* begin Source *

Here is a complete example showing both approaches, operating on the current directory.

#include <algorithm> // std::copy, std::max_element
#include <iterator>  // std::back_inserter
#include <iostream>  // std::cout, std::endl
#include <vector>
#include <utility>   // std::make_pair

#include <boost/filesystem.hpp>
#include <boost/foreach.hpp>

namespace fs = boost::filesystem;

bool size_comp(const fs::directory_entry& lhs,
               const fs::directory_entry& rhs)
{
  return lhs.path().string().size() < rhs.path().string().size();
}

/// @brief Finds max by copying all directory entries.
fs::directory_entry max_full_copy(
  fs::directory_iterator first,
  fs::directory_iterator last)
{
  // Extract directory_entries from directory_iteartor.
  std::vector<fs::directory_entry> entries;
  std::copy(first, last, std::back_inserter(entries));
  // Find max element.
  return *std::max_element(entries.begin(), entries.end(), &size_comp);
}

/// @brief Finds max by only storing a copy of the max entry.
fs::directory_entry max_single_copy(
  fs::directory_iterator first,
  fs::directory_iterator last)
{
  fs::directory_entry result;
  BOOST_FOREACH(fs::directory_entry& current, std::make_pair(first, last))
  {
    if (size_comp(result, current))
      result = current;
  }
  return result;
}

int main()
{
  std::cout << max_full_copy(fs::directory_iterator("."),
                             fs::directory_iterator()) << "\n"
            << max_single_copy(fs::directory_iterator("."),
                               fs::directory_iterator()) << std::endl;
}

And an example run with output:

[tsansbury@localhost tmp]$ ls
file_four  file_one  file_three  file_two
[tsansbury@localhost tmp]$ ../a.out 
"./file_three"
"./file_three"

* end Source *

> To do:
Retype the part of the C++ directory example starting with "#include <boost/filesystem.hpp>" and going on through "all directory entries.".

* begin Given information *

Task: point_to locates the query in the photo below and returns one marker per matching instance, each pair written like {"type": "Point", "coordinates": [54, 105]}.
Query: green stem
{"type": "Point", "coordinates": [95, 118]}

* end Given information *

> Result of the exercise:
#include <boost/filesystem.hpp>
#include <boost/foreach.hpp>

namespace fs = boost::filesystem;

bool size_comp(const fs::directory_entry& lhs,
               const fs::directory_entry& rhs)
{
  return lhs.path().string().size() < rhs.path().string().size();
}

/// @brief Finds max by copying all directory entries.